◆ **Problema breve**
Escribe sin cambiar nada el trozo del texto sobre la infelicidad que empieza con las palabras "Uno de los atributos" y termina con "y vagas insatisfacciones.".

◆ **Extracto de página**
____________________

Uno de los atributos más peculiares del ser humano es su capacidad para sentirse desgraciado en circunstancias pasables en las que toda la amargura de la vida se reduce a pequeños incordios y vagas insatisfacciones.
Terencio (S. II a.C.) debió pensar en esta suerte tan innecesaria de infelicidad cuando llamó al ser humano heautontimoroumenos, “atormentador de sí mismo”. Ciertamente, ser desgraciado porque se ha sufrido una desgracia parece lógico, a pesar de los estoicos, pero ser infeliz por inadvertencia parece absurdo, y es el pesar de los epicúreos.
No creo que este género de infelicidad hunda sus raíces en profundidades psicológicas o morales, como podrían ser la pulsión de muerte o el fuste torcido de la humanidad, sino que es más bien un humus que nace de las más puras superficialidades cognoscitivas, como son la pereza mental o la estupidez.
Me atrevería a afirmar, incluso, que, en circunstancias normales, nuestra incapacidad para ser felices radica en nuestra incapacidad para saber que ya lo somos, y que, si Epicuro hubiese sido Cristo (cosa que no le hubiese desagradado del todo a Erasmo), sus últimas palabras podrían haber sido:
Perdónales que estén tristes, pues ignoran que son felices.

____________________

◆ **Entradas extraídas**

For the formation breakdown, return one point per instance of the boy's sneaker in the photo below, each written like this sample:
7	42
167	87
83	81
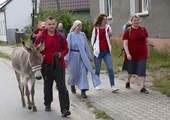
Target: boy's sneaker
47	108
143	90
98	87
114	89
127	85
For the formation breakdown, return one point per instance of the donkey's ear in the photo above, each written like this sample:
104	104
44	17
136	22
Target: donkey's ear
41	46
25	47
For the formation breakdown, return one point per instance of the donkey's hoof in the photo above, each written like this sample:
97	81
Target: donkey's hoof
29	107
34	109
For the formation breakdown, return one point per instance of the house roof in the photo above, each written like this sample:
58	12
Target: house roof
2	5
71	5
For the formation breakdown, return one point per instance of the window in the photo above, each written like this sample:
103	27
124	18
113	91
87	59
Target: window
106	7
139	7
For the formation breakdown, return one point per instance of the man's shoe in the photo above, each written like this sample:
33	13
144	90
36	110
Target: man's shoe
127	85
66	113
47	108
143	90
73	89
114	89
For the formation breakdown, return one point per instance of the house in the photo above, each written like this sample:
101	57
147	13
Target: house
80	7
154	14
14	16
71	5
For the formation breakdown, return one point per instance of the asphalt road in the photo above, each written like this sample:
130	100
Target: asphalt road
11	107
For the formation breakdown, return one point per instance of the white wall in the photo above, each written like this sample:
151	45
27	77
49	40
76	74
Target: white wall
18	14
2	27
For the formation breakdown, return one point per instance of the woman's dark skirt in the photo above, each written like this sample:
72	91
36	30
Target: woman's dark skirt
137	67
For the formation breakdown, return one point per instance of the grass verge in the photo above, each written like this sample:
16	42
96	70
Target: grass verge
98	113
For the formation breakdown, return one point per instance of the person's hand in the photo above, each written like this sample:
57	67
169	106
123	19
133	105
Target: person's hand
129	57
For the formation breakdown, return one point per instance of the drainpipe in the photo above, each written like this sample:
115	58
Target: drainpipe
3	10
34	14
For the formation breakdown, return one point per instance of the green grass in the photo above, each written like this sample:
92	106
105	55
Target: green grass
98	113
162	83
158	64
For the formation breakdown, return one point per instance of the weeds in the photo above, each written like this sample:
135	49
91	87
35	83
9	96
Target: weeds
98	113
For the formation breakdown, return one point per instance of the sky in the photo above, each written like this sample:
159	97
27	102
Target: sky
1	1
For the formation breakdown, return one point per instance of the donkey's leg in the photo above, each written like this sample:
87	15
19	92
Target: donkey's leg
27	92
21	88
32	93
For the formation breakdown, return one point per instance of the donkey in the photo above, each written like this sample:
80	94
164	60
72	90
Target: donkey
27	62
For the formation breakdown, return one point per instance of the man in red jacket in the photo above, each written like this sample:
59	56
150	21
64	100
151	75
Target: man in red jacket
53	67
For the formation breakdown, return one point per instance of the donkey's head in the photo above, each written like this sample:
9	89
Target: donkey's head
35	58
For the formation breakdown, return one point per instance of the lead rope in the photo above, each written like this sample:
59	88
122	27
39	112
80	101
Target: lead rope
57	72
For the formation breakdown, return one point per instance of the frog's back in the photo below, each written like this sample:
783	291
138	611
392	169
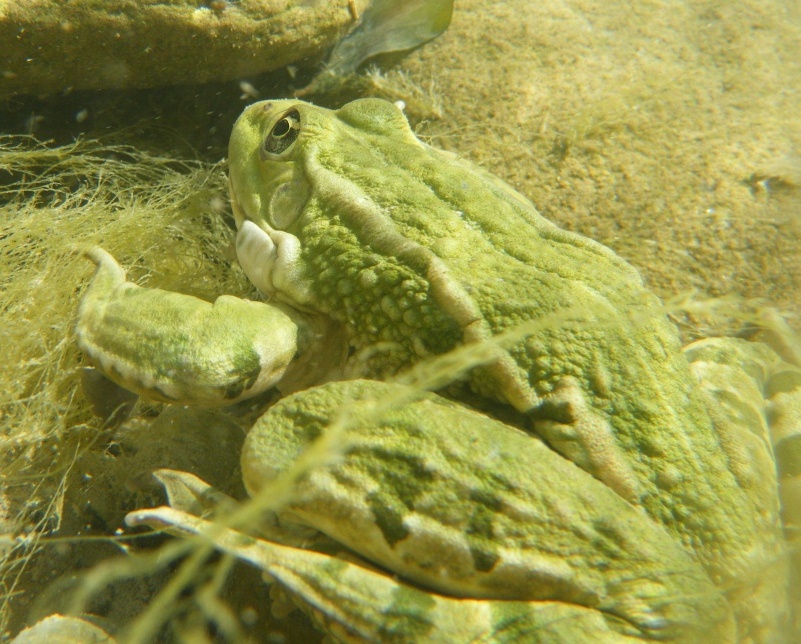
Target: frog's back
601	366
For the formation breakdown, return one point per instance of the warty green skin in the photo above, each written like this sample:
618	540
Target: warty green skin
410	252
376	212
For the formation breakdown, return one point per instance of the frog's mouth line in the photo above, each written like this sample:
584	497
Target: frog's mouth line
236	208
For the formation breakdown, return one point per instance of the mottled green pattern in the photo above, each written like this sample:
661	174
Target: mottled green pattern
641	499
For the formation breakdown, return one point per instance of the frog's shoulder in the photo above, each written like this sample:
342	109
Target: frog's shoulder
376	116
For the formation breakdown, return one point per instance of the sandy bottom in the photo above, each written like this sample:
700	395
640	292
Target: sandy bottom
668	131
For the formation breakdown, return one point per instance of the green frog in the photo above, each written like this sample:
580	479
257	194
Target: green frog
574	476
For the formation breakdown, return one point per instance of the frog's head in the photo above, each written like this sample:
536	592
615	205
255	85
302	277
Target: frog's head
272	141
294	169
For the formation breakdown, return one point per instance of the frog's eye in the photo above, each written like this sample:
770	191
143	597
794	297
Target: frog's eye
283	134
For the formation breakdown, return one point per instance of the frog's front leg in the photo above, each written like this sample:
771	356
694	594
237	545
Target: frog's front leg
178	348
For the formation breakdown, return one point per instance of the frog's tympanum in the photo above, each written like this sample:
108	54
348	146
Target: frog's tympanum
584	479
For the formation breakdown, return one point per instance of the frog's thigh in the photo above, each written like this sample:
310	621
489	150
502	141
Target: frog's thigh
460	503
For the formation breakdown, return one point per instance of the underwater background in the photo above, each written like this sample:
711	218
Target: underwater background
669	131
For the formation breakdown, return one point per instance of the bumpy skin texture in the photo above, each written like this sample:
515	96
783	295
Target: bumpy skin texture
377	213
625	506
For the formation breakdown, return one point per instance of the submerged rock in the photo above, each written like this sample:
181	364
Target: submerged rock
48	46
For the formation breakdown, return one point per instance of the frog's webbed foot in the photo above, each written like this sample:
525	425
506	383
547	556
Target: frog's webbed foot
177	348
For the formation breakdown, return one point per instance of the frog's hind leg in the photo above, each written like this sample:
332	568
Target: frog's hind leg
754	400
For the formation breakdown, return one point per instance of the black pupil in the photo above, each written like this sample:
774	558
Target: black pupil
281	128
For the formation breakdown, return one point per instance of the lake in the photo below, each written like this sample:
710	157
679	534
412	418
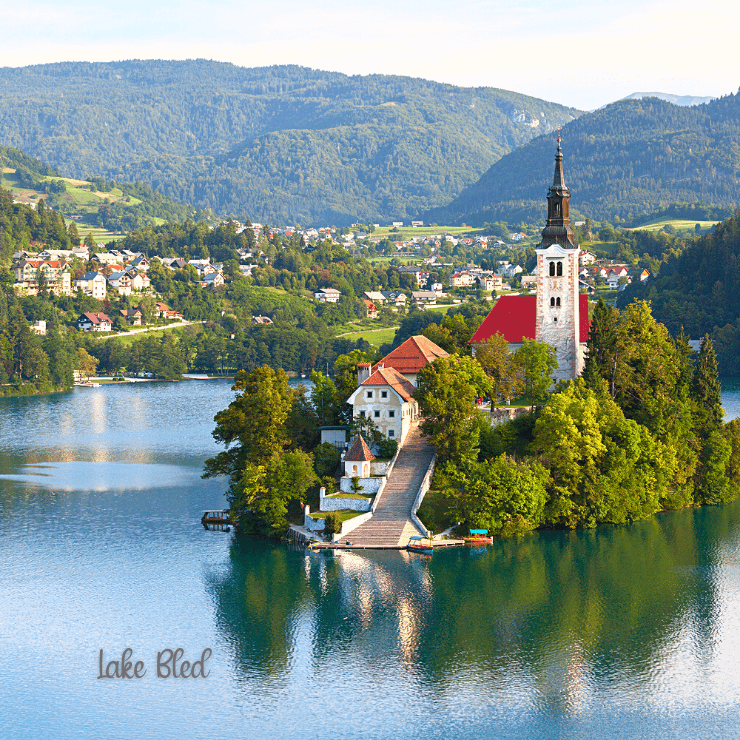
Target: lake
620	632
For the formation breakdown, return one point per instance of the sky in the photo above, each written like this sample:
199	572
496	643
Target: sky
582	54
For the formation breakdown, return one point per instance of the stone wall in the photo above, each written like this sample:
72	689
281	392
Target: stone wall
367	485
335	503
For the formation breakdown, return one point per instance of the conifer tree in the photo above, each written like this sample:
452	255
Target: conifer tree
705	387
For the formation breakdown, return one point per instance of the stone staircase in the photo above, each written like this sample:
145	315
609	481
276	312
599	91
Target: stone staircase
391	525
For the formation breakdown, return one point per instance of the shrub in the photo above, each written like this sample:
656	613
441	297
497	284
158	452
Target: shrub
387	448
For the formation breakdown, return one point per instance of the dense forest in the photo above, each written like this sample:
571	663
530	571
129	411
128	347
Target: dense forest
697	290
629	158
642	431
283	144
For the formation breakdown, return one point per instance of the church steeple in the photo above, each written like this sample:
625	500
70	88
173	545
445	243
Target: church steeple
558	229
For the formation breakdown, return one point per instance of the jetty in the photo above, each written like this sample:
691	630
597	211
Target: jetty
392	523
216	516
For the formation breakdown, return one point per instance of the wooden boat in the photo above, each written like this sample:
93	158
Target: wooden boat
478	537
217	516
417	543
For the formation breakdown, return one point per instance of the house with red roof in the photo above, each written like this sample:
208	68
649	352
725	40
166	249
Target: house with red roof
385	391
556	315
387	398
411	356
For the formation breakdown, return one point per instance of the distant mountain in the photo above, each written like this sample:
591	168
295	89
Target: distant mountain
632	157
675	99
95	200
280	144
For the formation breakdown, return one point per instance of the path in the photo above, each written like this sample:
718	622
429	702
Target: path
391	525
152	328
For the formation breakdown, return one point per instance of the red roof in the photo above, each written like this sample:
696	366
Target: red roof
515	317
391	377
359	452
414	354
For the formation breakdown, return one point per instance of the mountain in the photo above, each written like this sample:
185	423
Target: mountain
94	201
630	158
281	144
675	99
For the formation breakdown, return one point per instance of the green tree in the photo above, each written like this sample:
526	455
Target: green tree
537	361
500	495
705	386
446	394
253	427
505	372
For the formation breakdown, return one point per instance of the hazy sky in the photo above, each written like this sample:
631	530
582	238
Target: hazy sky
583	54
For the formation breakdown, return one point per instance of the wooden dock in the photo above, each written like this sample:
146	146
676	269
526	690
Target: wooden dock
349	545
215	516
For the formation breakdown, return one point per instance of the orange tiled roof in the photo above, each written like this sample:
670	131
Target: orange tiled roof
359	452
415	353
390	376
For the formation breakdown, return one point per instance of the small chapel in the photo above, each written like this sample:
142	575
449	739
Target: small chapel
556	315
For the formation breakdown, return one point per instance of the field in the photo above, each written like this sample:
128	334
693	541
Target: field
408	232
376	337
678	224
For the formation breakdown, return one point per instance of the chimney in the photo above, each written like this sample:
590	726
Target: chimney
363	372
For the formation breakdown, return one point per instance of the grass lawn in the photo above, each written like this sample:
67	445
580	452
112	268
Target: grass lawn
127	338
342	494
344	514
441	309
376	337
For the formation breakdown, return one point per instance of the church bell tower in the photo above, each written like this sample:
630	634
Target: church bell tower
558	310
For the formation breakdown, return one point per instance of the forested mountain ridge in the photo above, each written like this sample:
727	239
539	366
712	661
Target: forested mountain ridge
280	144
696	291
94	201
629	158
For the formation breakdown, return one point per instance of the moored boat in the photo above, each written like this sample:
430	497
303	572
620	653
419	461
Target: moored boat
478	537
417	543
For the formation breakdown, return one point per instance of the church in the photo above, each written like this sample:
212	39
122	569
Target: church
556	315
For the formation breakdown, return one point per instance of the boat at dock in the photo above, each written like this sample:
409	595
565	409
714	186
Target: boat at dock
216	520
421	544
478	537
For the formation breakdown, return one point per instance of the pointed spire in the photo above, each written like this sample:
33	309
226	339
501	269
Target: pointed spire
558	229
558	180
359	451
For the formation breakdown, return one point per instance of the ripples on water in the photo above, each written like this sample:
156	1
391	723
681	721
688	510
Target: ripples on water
628	632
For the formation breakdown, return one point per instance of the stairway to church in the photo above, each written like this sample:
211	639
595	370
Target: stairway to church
391	525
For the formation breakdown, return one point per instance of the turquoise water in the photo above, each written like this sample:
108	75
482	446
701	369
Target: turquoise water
630	632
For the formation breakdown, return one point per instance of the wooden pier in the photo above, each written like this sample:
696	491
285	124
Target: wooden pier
216	516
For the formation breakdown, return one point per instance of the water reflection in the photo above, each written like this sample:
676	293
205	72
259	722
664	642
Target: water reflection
556	624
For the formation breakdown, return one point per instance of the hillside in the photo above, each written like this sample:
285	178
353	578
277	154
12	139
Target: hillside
279	144
629	158
94	201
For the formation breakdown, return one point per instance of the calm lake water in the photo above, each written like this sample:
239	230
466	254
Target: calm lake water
629	632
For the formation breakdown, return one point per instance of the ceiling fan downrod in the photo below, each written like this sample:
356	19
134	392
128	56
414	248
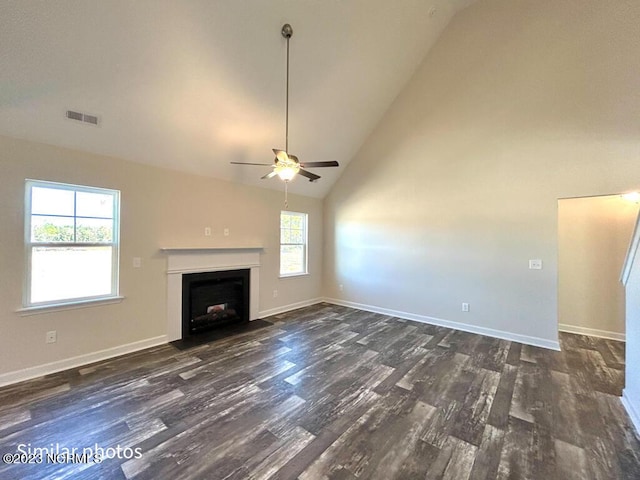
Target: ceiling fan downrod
287	32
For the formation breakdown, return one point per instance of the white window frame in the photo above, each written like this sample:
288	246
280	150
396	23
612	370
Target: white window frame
305	244
30	245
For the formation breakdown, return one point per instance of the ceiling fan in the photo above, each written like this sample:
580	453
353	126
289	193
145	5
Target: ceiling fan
287	166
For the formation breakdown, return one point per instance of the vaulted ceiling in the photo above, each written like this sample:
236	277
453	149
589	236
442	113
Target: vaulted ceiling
192	85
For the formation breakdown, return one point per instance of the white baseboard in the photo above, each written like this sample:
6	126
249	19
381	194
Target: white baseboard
515	337
592	332
632	410
78	361
288	308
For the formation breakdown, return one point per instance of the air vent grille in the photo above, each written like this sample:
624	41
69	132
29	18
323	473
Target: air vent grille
82	117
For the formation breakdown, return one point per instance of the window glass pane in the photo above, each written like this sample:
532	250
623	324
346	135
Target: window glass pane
51	201
61	273
94	230
296	236
296	221
94	205
291	259
51	229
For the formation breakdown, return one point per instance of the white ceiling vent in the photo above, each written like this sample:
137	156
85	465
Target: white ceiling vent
82	117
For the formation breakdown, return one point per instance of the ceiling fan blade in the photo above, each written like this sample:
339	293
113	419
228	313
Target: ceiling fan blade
319	164
281	155
246	163
311	176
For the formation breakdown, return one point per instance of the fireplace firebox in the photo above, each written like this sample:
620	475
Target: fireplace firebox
214	300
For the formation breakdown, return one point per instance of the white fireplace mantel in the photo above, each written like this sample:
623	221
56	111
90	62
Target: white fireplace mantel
207	259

____________________

◆ **Resultado del ejercicio**
Uno de los atributos más peculiares del ser humano es su capacidad para sentirse desgraciado en circunstancias pasables en las que toda la amargura de la vida se reduce a pequeños incordios y vagas insatisfacciones.